### [GIVEN PASSAGE]
Extra-sensory Perception, Witchcraft, Spiritualism and Insanity

An Elementary Explanation
Author(s): 
Alastair W. MacLellan
Publisher: 
The C. W. Daniel Company Limited
Edition / Year: 
1958

Alastair MacLellan's fascinating and troubling little book is one of a small number of works about intrusive thoughts and voices in the head written by those who actually suffer from these symptoms. As such it forms a companion piece to The Leftist ESP Conspiracy and Subjective Concepts of Humans.

In each of these books the author offers his own explanation of these mental phenomena. In the absence of a true understanding of how they might arise, a supernatural cause is suspected. Nino Volpe reckons that "Leftist females" are using ESP to project thoughts into his brain, whereas John J Donnelly blames "subjective concepts", spirit entities that cluster around all of us but that only an unlucky few are bothered by during waking hours.

### [RECORDED DATA]
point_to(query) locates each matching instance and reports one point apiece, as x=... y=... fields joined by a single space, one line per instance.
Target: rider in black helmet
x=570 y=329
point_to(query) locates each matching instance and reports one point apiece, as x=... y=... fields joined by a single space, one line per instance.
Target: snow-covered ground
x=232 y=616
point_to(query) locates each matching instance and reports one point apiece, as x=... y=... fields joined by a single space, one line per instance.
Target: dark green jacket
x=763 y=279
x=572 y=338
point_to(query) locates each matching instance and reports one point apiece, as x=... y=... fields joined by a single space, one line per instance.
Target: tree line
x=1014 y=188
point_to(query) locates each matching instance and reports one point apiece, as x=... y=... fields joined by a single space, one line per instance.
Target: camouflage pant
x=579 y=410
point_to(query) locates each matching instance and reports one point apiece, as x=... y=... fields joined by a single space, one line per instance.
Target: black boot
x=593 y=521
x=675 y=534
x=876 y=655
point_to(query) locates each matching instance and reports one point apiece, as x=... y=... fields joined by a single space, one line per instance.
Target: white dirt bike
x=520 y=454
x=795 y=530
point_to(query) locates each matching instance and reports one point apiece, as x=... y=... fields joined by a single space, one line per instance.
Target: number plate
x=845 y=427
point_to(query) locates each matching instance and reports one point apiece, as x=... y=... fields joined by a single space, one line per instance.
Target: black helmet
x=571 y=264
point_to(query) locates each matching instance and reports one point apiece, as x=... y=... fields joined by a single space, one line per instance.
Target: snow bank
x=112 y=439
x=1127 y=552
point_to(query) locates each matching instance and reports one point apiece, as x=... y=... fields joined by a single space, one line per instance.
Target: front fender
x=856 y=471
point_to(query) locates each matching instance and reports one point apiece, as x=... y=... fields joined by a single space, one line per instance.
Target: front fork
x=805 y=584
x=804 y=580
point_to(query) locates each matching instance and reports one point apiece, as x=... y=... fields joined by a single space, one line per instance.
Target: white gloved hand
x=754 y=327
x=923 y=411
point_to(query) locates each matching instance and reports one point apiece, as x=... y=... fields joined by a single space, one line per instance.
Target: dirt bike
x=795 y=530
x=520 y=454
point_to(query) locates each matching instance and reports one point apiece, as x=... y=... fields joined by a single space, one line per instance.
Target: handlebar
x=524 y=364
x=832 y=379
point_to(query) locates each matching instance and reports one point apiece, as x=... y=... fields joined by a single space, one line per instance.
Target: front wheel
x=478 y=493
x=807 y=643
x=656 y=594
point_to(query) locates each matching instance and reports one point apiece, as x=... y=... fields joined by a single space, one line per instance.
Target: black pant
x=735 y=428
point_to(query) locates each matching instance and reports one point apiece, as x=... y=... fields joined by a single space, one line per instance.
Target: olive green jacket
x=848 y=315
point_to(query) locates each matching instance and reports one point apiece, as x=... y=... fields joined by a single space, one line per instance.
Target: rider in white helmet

### [EXERCISE TASKS]
1. In the book review, whom does Nino Volpe suspect of projecting thoughts into his brain?
2. Repeat the book review from "Alastair MacLellan's fascinating" up to and including "during waking hours.".

### [ANSWER LIST]
1. "Leftist females" using ESP.

2.
Alastair MacLellan's fascinating and troubling little book is one of a small number of works about intrusive thoughts and voices in the head written by those who actually suffer from these symptoms. As such it forms a companion piece to The Leftist ESP Conspiracy and Subjective Concepts of Humans.

In each of these books the author offers his own explanation of these mental phenomena. In the absence of a true understanding of how they might arise, a supernatural cause is suspected. Nino Volpe reckons that "Leftist females" are using ESP to project thoughts into his brain, whereas John J Donnelly blames "subjective concepts", spirit entities that cluster around all of us but that only an unlucky few are bothered by during waking hours.